◆ EXERCISE INPUTS ◆
·····

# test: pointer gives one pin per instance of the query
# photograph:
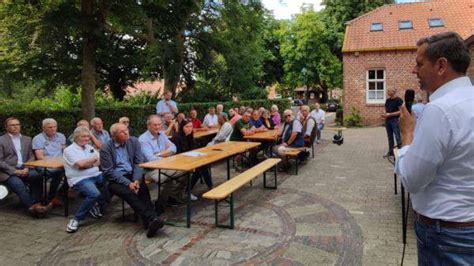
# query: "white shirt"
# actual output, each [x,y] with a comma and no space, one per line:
[438,167]
[74,153]
[224,133]
[210,120]
[318,116]
[17,143]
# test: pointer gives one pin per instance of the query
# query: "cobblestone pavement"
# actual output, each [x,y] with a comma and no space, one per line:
[340,209]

·····

◆ DIRECTIVE ◆
Rewrite all the records with every "pointer" swapped for "locator" and nothing else changed, omitting the pictures.

◆ OUTPUT FOR THIS EXERCISE ◆
# test: locator gives one pin per instance of the query
# photograph:
# query: "white shirt"
# actual output, each [x,y] with a comma and no space, one per line:
[438,167]
[74,153]
[224,133]
[210,120]
[318,116]
[17,143]
# test: locator gives one pin per instance of the query
# query: "cobblestone pavement"
# actual output, each [x,y] with a comma and no space, one per line:
[340,209]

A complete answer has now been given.